Passage for review:
=== Begin Enclosure ===

By KIM ESTES
Four Points News
Former River Place resident, Canyon Ridge Middle School Eagle and Cedar Park High School Timberwolf, Spencer Drango, has prevailed in final roster cuts and began his rookie season in the National Football League as a Cleveland Browns offensive lineman.
The Browns drafted Drango this past spring in the fifth round, the 168th pick overall in the NFL sweepstakes.
He is the son of Pamela and Gary Drango, who made a career move to San Diego in 2011, the year the future pro-player graduated from CPHS and enrolled at Baylor University on a football scholarship.
Responding from Cleveland, Drango said, “I stay in contact with some of my good friends that I played basketball and football with at CPHS. I recently saw several of them at a wedding.”
His current concentration, though, is on the Browns.
Drango survived all three Cleveland roster cuts, from 90 to 53 players, to earn a tackle position on the offensive line. At 6’6” and 315 pounds, he has been working at both left and right tackle throughout training camp and in preseason games, reported Browns’ communications coordinator, Nate Horgan.
Sunday was the season opener and the Browns lost to the Philadelphia Eagles 29-10 in Philadelphia. Drango was in for two offensive and two special teams plays, according to Cleveland.com
This season on the national stage, Drango is expected to enhance playmaking opportunities for quarterback and fellow Baylor Bear alumnus, Robert Griffin, III.
The pair shares a one-year history on the Waco practice field where the freshman and redshirted Drango scrimmaged with Griffin in his final year with the Bears.

=== End Enclosure ===

Problems to work on:
1. From the Spencer Drango article, copy the stretch from "Drango survived all" through "coordinator, Nate Horgan." word for word.
2. According to the Spencer Drango article, in which round of the draft did the Browns select Drango?
3. Condense the paragraph of the Spencer Drango article that begins "Drango survived all three Cleveland roster cuts" into a short bulleted list that keeps its main facts.
The material that comes after the Spencer Drango article has no connection to it.

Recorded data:
=== Begin Enclosure ===

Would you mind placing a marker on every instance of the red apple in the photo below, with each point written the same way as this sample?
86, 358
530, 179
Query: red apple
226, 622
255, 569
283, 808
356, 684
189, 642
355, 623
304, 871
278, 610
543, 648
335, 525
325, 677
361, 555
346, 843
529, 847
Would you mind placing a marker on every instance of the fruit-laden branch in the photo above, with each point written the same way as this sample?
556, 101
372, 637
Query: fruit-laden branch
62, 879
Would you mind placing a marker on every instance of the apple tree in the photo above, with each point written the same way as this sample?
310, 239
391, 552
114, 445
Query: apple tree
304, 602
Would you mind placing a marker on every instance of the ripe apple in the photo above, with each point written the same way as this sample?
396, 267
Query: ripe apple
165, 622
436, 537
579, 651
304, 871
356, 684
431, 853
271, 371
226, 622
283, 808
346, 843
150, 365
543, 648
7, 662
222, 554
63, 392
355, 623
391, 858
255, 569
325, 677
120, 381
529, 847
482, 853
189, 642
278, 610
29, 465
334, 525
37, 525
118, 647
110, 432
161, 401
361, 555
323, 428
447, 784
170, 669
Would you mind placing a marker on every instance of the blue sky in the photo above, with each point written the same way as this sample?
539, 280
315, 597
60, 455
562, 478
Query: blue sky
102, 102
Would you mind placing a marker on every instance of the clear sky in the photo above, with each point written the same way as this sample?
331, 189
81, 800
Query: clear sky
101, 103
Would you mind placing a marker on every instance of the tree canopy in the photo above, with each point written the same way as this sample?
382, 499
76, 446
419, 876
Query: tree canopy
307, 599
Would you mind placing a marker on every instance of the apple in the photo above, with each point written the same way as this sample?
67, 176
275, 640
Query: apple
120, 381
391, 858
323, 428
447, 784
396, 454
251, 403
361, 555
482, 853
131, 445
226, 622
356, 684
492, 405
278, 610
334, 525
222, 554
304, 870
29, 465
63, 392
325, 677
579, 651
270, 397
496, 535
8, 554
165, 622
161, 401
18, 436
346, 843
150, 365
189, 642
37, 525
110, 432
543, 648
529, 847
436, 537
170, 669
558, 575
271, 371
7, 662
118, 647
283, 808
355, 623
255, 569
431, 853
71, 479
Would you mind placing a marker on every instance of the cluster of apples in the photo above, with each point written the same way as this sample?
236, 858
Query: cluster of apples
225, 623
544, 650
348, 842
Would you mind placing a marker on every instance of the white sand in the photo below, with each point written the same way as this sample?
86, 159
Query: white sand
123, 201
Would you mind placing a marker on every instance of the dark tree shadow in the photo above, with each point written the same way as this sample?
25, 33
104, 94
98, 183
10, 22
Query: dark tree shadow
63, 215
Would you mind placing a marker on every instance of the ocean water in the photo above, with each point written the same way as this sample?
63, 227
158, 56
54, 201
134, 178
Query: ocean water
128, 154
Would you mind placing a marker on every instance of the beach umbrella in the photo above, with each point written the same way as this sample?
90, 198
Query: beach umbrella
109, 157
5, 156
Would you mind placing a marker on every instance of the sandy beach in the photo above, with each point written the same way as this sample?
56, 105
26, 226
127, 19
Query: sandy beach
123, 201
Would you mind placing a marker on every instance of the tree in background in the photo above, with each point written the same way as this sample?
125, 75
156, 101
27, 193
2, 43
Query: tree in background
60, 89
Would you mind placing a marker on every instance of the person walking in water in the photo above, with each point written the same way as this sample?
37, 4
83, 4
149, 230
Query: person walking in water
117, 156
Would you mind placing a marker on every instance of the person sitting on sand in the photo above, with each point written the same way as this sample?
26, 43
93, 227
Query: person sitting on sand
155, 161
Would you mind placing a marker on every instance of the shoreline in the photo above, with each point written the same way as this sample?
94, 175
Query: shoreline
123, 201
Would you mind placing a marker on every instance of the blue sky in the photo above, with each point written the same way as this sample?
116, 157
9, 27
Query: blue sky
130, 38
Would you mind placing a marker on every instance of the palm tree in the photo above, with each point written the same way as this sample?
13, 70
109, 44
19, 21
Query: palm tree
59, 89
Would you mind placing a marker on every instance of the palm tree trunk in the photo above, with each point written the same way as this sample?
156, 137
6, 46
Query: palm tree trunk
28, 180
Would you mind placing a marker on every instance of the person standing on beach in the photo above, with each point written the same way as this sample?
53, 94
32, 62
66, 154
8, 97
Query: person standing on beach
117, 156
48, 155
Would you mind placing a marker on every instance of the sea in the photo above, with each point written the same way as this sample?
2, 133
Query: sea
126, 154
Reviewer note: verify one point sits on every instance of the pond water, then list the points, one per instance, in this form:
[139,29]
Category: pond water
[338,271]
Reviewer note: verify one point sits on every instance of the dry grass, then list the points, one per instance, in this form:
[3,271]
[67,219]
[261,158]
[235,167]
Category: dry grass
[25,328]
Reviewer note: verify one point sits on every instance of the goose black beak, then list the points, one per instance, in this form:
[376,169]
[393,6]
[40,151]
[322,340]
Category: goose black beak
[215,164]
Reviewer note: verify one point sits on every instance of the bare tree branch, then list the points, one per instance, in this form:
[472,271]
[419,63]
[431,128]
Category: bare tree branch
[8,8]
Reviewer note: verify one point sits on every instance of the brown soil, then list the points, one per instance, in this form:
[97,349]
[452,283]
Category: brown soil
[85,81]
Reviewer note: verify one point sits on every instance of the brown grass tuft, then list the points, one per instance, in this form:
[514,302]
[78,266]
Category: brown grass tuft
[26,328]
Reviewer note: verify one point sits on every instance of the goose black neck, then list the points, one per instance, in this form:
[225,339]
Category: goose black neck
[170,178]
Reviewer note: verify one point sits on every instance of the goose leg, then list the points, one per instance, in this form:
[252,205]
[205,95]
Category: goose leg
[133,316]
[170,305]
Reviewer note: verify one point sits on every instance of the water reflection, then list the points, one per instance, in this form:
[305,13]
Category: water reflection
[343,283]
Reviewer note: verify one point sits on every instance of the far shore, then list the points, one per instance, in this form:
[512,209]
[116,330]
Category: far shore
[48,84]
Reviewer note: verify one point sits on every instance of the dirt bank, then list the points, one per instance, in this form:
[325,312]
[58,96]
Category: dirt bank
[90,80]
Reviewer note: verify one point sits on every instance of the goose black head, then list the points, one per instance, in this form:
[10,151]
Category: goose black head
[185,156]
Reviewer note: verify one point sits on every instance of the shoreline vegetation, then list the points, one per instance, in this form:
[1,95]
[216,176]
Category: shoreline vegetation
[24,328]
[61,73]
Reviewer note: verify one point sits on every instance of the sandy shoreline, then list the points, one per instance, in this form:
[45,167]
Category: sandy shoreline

=== End Enclosure ===

Answers by item:
1.
Drango survived all three Cleveland roster cuts, from 90 to 53 players, to earn a tackle position on the offensive line. At 6’6” and 315 pounds, he has been working at both left and right tackle throughout training camp and in preseason games, reported Browns’ communications coordinator, Nate Horgan.

2. The fifth round.

3.
- Drango survived all three Cleveland roster cuts, from 90 to 53 players, and earned a tackle spot on the offensive line.
- He is 6'6" and 315 pounds.
- According to Browns communications coordinator Nate Horgan, he worked at both left and right tackle during training camp and preseason games.